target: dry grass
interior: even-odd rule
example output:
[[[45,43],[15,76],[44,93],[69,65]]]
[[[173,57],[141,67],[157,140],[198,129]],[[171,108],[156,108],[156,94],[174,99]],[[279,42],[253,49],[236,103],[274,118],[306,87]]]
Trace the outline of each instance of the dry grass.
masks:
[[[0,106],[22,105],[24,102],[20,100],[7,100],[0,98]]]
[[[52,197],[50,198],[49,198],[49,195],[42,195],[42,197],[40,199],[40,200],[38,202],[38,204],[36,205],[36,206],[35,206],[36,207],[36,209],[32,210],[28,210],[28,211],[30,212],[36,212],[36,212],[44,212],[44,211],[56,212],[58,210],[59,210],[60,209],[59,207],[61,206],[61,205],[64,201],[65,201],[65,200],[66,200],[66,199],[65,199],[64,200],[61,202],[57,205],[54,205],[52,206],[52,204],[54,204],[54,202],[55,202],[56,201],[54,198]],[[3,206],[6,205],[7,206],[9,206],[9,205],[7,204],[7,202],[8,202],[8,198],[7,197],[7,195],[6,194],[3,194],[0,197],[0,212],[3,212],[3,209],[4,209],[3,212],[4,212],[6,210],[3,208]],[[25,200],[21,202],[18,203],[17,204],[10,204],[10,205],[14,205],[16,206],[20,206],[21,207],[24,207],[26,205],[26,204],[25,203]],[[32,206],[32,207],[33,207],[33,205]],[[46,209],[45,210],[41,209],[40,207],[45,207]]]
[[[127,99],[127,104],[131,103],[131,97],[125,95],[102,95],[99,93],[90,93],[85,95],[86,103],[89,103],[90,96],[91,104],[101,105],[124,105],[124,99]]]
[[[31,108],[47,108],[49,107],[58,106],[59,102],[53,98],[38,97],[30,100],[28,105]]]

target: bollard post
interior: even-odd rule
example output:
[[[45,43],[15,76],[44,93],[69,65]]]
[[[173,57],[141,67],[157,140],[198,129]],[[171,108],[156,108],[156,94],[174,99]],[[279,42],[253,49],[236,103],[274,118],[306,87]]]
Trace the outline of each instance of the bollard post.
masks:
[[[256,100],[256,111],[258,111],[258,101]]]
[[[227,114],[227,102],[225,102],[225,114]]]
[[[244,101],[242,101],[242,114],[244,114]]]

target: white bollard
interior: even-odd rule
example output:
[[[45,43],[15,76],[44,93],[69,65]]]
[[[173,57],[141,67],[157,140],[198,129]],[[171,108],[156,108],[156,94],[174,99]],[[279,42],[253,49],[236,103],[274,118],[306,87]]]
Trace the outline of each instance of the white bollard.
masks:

** REQUIRED TASK **
Change every "even-odd rule" in the listing above to "nonzero winding rule", and leave everything else as it is.

** REPLY **
target: dry grass
interior: nonzero winding rule
example output:
[[[45,43],[15,76],[44,93],[69,65]]]
[[[173,57],[141,67],[157,140],[198,129]],[[171,108],[156,108],[156,94],[174,99]],[[279,42],[253,49],[236,103],[274,118],[306,87]]]
Trace the outline of each instance of the dry grass.
masks:
[[[0,106],[22,105],[24,102],[20,100],[7,100],[0,98]]]
[[[52,197],[50,198],[49,198],[49,195],[42,195],[42,197],[40,199],[40,200],[38,202],[38,204],[36,205],[36,206],[35,206],[36,207],[36,209],[32,210],[28,210],[28,211],[30,212],[36,212],[36,212],[44,212],[44,211],[56,212],[58,210],[59,210],[60,209],[59,207],[61,206],[61,205],[64,201],[65,201],[65,200],[66,200],[66,199],[65,199],[64,200],[61,202],[57,205],[54,205],[52,206],[52,204],[54,204],[54,202],[55,202],[56,201],[54,198]],[[3,206],[6,205],[7,206],[9,206],[9,205],[7,204],[7,202],[8,202],[8,198],[7,197],[7,195],[6,194],[3,194],[0,197],[0,212],[3,212],[3,209],[4,209],[3,212],[4,212],[6,210],[3,208]],[[25,200],[21,202],[18,203],[17,204],[10,204],[10,205],[14,205],[16,206],[20,206],[21,207],[24,207],[26,205],[26,204],[25,203]],[[32,206],[32,207],[33,207],[33,205]],[[46,209],[45,210],[41,209],[40,207],[45,207]]]
[[[127,99],[127,104],[131,103],[131,97],[125,95],[102,95],[99,93],[90,93],[85,95],[86,103],[89,103],[90,96],[91,104],[101,105],[124,105],[124,99]]]
[[[31,108],[47,108],[49,107],[58,106],[59,102],[53,98],[38,97],[30,100],[28,105]]]

target: bollard post
interior: nonzero winding rule
example output:
[[[45,43],[15,76],[44,93],[69,65]]]
[[[173,57],[141,67],[157,140],[198,129]],[[171,108],[156,108],[156,94],[174,99]],[[279,42],[253,49],[236,103],[274,118],[306,87]]]
Trace the outline of each instance of the bollard post.
masks:
[[[256,100],[256,111],[258,111],[258,101]]]
[[[227,114],[227,102],[225,102],[225,114]]]
[[[244,101],[242,101],[242,114],[244,114]]]

target: white bollard
interior: nonzero winding rule
example output:
[[[45,43],[15,76],[44,93],[69,65]]]
[[[173,57],[141,67],[157,140],[198,129]],[[171,108],[156,108],[156,94],[174,99]],[[279,42],[253,49],[236,103],[274,118],[306,87]]]
Trace the outline of each instance of the white bollard.
masks:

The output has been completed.